> EXERCISE
Word for word, restate the entries below from their first line through the line that contains "Query: spectator in red-and-white".

> RECORDS SHOWN
----

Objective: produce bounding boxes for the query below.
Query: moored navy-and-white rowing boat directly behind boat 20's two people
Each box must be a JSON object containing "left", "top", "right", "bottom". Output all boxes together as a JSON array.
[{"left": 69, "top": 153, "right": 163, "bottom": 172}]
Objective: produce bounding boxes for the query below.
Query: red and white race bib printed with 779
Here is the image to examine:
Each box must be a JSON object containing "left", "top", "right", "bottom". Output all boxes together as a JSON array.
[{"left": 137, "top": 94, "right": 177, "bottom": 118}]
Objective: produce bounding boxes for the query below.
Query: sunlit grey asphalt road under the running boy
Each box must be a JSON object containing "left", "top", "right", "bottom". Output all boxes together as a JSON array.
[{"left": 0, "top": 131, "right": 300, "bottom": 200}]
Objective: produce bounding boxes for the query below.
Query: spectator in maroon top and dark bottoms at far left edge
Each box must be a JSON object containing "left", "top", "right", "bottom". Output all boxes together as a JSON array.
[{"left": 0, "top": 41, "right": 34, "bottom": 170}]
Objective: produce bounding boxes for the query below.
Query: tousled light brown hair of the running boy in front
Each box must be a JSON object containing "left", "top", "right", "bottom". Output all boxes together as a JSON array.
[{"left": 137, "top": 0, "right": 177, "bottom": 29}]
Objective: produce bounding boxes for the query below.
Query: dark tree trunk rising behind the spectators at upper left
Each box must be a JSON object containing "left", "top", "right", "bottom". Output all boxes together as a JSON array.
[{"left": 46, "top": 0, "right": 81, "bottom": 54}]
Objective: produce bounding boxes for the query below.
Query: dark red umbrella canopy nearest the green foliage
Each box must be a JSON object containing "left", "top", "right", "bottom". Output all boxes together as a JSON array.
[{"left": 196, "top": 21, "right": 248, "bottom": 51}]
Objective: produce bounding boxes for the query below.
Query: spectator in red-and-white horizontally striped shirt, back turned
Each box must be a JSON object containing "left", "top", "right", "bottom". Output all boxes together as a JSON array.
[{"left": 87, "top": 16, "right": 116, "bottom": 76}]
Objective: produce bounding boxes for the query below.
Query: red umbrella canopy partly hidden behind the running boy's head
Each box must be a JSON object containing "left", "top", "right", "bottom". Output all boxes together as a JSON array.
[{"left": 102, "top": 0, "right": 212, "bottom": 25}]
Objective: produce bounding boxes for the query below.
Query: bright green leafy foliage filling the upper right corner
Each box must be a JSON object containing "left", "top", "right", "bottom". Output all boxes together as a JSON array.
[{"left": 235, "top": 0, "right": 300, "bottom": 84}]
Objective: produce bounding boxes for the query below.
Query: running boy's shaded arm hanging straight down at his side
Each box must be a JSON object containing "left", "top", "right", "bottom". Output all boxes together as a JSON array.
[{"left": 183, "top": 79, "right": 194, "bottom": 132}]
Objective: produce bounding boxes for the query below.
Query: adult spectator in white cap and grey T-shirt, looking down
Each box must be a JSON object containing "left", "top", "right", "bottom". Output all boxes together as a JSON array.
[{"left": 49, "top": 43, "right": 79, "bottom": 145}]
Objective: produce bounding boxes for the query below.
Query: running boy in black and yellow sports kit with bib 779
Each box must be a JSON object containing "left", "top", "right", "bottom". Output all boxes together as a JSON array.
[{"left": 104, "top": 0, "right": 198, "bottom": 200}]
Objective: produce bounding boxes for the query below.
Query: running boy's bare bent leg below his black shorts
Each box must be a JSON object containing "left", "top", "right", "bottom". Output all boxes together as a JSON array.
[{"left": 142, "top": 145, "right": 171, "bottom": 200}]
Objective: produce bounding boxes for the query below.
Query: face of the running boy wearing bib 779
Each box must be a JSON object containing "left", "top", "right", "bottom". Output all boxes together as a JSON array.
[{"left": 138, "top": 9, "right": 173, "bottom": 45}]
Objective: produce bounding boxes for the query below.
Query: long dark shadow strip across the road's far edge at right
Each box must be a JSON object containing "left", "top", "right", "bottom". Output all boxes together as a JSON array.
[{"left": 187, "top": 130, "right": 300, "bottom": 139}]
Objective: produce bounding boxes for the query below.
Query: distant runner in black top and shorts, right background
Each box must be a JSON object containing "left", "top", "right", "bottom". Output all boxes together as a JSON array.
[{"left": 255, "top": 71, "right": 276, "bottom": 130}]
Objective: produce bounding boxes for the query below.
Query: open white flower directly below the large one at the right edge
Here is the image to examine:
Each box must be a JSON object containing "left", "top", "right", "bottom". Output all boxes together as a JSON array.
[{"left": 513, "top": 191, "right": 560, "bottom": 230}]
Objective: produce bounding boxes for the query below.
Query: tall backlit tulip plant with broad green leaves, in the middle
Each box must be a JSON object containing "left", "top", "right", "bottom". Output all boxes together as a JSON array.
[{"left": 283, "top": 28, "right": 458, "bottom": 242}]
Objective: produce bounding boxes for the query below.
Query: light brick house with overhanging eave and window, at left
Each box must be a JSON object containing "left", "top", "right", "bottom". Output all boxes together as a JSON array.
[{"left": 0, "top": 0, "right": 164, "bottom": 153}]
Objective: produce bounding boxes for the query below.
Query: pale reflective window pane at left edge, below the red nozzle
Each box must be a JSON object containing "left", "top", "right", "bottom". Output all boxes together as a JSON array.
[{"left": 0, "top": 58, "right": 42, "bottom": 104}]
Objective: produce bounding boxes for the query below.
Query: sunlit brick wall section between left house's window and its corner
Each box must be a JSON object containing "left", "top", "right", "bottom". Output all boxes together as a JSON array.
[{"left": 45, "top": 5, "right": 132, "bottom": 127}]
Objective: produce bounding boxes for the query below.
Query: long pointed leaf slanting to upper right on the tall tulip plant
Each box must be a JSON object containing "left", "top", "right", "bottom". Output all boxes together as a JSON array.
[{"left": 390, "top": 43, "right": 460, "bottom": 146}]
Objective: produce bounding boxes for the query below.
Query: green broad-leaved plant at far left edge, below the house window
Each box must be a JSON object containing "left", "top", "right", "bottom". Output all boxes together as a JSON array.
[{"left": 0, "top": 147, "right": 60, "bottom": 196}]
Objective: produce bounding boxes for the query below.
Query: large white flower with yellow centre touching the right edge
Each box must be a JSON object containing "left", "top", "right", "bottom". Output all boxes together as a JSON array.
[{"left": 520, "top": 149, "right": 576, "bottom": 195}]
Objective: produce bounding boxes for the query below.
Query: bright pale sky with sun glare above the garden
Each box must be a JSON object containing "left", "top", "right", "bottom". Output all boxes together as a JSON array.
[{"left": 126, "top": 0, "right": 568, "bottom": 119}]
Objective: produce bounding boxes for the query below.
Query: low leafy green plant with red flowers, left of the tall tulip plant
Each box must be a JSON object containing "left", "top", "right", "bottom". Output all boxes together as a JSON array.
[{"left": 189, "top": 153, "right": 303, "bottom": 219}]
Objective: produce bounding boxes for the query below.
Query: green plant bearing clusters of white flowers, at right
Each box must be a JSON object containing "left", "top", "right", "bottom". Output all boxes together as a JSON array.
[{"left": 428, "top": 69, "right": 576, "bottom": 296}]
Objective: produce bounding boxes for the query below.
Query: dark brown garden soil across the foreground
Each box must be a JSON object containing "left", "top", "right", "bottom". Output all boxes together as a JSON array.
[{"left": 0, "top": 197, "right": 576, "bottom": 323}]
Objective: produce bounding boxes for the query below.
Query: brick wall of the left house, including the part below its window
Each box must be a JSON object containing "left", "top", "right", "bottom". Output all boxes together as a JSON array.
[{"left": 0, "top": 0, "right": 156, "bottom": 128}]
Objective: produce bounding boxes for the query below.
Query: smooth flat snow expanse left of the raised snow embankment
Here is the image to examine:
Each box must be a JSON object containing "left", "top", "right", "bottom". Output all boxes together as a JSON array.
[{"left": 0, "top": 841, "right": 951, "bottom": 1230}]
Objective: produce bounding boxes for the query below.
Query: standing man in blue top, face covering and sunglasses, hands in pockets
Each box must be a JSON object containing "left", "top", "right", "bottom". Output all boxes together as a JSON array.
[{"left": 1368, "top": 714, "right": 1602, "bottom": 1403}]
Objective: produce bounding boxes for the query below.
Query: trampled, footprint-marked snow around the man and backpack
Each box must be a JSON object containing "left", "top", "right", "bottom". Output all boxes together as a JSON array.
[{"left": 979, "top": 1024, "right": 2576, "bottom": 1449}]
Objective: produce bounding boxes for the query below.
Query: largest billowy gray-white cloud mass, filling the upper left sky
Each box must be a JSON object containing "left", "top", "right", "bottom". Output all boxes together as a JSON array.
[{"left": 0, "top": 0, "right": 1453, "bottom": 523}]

----

> YOUR RESPONSE
Objective: produce bounding boxes for the query below.
Query: moored navy-and-white rowing boat directly behind boat 20's two people
Each box must be a JSON object containing "left", "top", "right", "bottom". Output all boxes together as a JSON array.
[{"left": 69, "top": 153, "right": 163, "bottom": 172}]
Objective: produce bounding boxes for the query below.
Query: red and white race bib printed with 779
Here is the image to examine:
Each box must be a JSON object containing "left", "top", "right", "bottom". Output all boxes together as a JSON array.
[{"left": 137, "top": 94, "right": 177, "bottom": 118}]
Objective: produce bounding boxes for the query below.
Query: sunlit grey asphalt road under the running boy
Each box must be a JSON object containing "left", "top", "right", "bottom". Output all boxes together as a JSON array.
[{"left": 0, "top": 131, "right": 300, "bottom": 200}]
Objective: produce bounding boxes for the query below.
Query: spectator in maroon top and dark bottoms at far left edge
Each box must be a JSON object containing "left", "top", "right", "bottom". Output all boxes together as a JSON array.
[{"left": 0, "top": 41, "right": 34, "bottom": 170}]
Objective: produce bounding boxes for the query below.
Query: tousled light brown hair of the running boy in front
Each box must be a JSON object containing "left", "top", "right", "bottom". Output all boxes together as a JSON array.
[{"left": 137, "top": 0, "right": 177, "bottom": 29}]
Objective: produce bounding boxes for the query below.
Query: dark tree trunk rising behind the spectators at upper left
Each box must be a JSON object containing "left", "top", "right", "bottom". Output all boxes together as a JSON array.
[{"left": 46, "top": 0, "right": 81, "bottom": 54}]
Objective: produce bounding boxes for the query below.
Query: dark red umbrella canopy nearest the green foliage
Each box must be a JSON object containing "left", "top", "right", "bottom". Output all boxes together as a JSON array.
[{"left": 196, "top": 21, "right": 248, "bottom": 51}]
Objective: produce bounding boxes for the query below.
Query: spectator in red-and-white horizontally striped shirt, back turned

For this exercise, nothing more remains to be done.